(How to complete this task): Output exactly the line that includes "For each instance of the wire" and all the lines after it through the end of the listing below, and nothing more.

(Data in this exercise):
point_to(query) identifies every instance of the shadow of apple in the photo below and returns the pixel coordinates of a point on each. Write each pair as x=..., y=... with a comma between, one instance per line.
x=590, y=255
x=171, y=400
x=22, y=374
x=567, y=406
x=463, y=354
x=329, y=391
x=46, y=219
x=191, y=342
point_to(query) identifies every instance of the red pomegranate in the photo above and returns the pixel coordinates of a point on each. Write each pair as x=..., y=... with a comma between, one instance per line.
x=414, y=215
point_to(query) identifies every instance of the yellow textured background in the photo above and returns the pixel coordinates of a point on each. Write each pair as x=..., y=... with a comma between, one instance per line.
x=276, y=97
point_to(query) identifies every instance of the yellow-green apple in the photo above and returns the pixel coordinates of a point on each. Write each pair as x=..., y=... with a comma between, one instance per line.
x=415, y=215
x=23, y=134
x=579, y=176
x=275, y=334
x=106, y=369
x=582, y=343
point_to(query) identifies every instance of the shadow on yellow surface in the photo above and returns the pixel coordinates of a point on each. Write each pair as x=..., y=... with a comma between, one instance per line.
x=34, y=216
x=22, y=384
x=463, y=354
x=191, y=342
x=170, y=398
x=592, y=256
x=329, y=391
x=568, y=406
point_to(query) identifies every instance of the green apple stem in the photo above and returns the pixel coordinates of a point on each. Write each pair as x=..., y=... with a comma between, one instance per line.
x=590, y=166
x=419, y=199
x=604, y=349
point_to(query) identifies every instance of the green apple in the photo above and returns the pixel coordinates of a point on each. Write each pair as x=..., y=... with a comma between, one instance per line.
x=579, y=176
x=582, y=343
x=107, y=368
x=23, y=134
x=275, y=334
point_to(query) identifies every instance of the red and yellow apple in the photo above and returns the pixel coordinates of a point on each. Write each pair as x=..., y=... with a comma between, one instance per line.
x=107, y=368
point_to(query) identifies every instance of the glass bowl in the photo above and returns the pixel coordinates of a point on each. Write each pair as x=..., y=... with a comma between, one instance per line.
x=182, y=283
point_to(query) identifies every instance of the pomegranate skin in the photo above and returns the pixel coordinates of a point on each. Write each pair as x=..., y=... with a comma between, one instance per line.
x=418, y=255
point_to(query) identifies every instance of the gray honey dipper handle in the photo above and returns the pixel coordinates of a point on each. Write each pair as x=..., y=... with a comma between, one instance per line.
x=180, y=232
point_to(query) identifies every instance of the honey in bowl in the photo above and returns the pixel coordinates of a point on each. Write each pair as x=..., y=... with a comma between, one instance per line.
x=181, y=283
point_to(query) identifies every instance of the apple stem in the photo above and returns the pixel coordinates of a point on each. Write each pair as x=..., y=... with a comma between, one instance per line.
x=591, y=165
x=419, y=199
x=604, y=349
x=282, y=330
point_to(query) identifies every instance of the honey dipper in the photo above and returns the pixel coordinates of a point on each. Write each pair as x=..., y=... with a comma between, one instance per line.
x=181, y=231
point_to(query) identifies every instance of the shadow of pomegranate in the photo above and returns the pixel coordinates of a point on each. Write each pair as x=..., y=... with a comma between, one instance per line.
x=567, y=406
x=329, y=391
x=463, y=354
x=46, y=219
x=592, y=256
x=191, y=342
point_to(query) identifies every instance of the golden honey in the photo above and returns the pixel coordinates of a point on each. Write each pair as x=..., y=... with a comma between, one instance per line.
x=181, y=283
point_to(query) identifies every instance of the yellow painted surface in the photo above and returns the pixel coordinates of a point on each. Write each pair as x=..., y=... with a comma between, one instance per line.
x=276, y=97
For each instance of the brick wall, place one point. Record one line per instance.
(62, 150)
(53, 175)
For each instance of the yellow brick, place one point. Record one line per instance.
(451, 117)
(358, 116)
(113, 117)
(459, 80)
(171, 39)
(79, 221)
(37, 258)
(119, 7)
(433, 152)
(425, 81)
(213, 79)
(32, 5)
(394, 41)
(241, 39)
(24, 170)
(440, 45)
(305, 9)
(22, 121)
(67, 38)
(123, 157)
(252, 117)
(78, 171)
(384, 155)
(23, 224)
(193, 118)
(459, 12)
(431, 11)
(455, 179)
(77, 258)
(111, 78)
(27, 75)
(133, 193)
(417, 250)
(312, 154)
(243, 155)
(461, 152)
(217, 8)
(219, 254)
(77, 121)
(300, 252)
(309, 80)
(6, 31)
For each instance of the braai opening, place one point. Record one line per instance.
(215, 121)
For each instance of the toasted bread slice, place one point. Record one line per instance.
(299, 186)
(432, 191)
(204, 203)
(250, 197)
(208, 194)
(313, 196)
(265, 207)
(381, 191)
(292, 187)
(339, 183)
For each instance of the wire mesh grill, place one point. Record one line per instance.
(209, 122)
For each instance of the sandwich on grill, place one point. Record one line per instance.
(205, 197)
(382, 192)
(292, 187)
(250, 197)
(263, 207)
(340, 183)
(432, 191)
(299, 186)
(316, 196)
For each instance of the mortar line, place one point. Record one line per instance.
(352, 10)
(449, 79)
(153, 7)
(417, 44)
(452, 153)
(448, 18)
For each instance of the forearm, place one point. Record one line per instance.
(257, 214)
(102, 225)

(Answer to the problem):
For each instance of the wire mesh grill, place one point. Record one line per instance.
(209, 122)
For each instance of the sandwich on grill, place one point. Record one line per instance.
(205, 197)
(382, 192)
(292, 187)
(250, 197)
(263, 207)
(340, 183)
(432, 191)
(299, 186)
(316, 196)
For each instance of the mortar line, place one point. Record one line per instance.
(352, 10)
(449, 79)
(153, 7)
(417, 44)
(452, 153)
(448, 18)
For each instance of the forearm, place one point. Record one line per instance.
(257, 214)
(102, 225)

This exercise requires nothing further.